▶ [Deine Aufgabe]: Schreibe den vorliegenden Text von „12,5er passen leider“ bis „nicht schlecht gewesen.“ ab und ersetze darin „120er“ durch „250er“.

▶ [Vorliegender Text]:
◆ ◆ ◆ ◆
Da kommt dann wohl eine 640er rein, ist die die "Größte" (Kapazität) mit 9,5mm...Jedenfalls von WD!?

Danke


----------



## schlagi009 (22. Juli 2010)

es gibt von seagate als auch von wd noch platten mit 750gb


----------



## in-vino-veritas (22. Juli 2010)

Es gibt auch 1000GB aber nicht mit 9,5mm sondern 12,5mm

Edit: Sorry, habe mich geirrt: *klick*


----------



## schlagi009 (22. Juli 2010)

Die 12,5 mm passen aber nicht


----------



## in-vino-veritas (22. Juli 2010)

Das hatte ich ja schon verstanden. Habe mich nur mit der Höher der 750er vertan....Dachte die mit 750GB haben auch eine Höhe von 12,5mm.

Daher der Edit, aber Danke 

Hast du gemesssen oder steht das irgendwo wie hoch die Platten für die PS3 sein müssen?


----------



## schlagi009 (22. Juli 2010)

Ich hab damals, als ich meine 40er ps3 bekam, kurz darauf die Platte gewechselt und da hab ich irgendwo im Internet eine Anleitung gefunden wo stand, dass eine 12,5 mm nicht passt, sie passt wohl in den Käfig nicht rein.


----------



## in-vino-veritas (22. Juli 2010)

Aber die Bohrungen der "Platterpfanne" von der HDD sind ja gleich hoch. Lediglich ein Platter mehr ist drin und der Deckel ist dadurch höher. Mit dem Käfig könnte es ja evtl. passen. Aber dann ist das halt die Frage mit dem Schacht in der PS3!? Hmm, will jetzt nichts riskieren und die Platte blind bestellen


----------



## schlagi009 (22. Juli 2010)

Das weiß ich jetzt auch nicht mehr so genau wie das aussieht mit der Höhe...
Aber reicht dir nicht eine 750er Platte?


----------



## in-vino-veritas (22. Juli 2010)

Eigentlich schon, aber ich wollte halt unsere ganzen Familienvideos (HD) und Foto`s auf die Platte packen....Sonst muss ich ein paar Sachen mal löschen oder schneiden. 

Speicher kann man nie genug haben,ne!?


----------



## Hans_sein_Herbert (23. Juli 2010)

Ne, Speicherplatz kann man wirklich nur durch MEHR Speicherplatz ersetzen 

12,5er passen leider wirlich nicht in die PS3 meines wissens nach.
Ich möchte die 120er meiner PS3 Slim gerne durch eine 500er ersetzen um die ein oder andere Serie vieleicht noch mit rauf zu schieben. Die Multimediamöglichkeiten sind ja enorm bei der PS3.

Ich werde wohl eine Samsung M7 oder eine WD Scorpio Blue anschaffen dafür und die 120er in ein externes Gehäuse verfrachten.


----------



## in-vino-veritas (26. Juli 2010)

@Hans_sein_Herbert:
Das ist echt schade, wäre ja nicht schlecht gewesen.
Nimm lieber die WD!


----------



## orca113 (4. August 2011)

Also die 12,5mm passen rein,sind aber nicht empfehlenswert weil da kein bißchen Luft mehr drum herum ist und die Wärme die die Festplatte verursacht nicht vernünftig weg kann.
Genauso soll man keine Platten nehmen die 7200U/min machen weil die auch viel mehr Wärme verursachen als die Modelle mit 5400U/min


Ich selbst habe mir eine WD Scorpio Blue geholt.Diese hat 750Gb und eine Bauhöhe von 9,5mm es ist das Modell Western Digital Scorpio Blue Advanced Format 750GB: Preisvergleich auf PC Games Hardware Online powered by Geizhals

Bei mir sollen auch Filme,Fotos und so weiter darauf.


----------
◆ ◆ ◆ ◆
▶ [Daten]:
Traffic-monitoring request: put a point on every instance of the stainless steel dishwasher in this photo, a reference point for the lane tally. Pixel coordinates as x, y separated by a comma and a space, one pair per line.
◆ ◆ ◆ ◆
▶ [Lösung der Aufgabe]:
12,5er passen leider wirlich nicht in die PS3 meines wissens nach.
Ich möchte die 250er meiner PS3 Slim gerne durch eine 500er ersetzen um die ein oder andere Serie vieleicht noch mit rauf zu schieben. Die Multimediamöglichkeiten sind ja enorm bei der PS3.

Ich werde wohl eine Samsung M7 oder eine WD Scorpio Blue anschaffen dafür und die 250er in ein externes Gehäuse verfrachten.


----------



## in-vino-veritas (26. Juli 2010)

@Hans_sein_Herbert:
Das ist echt schade, wäre ja nicht schlecht gewesen.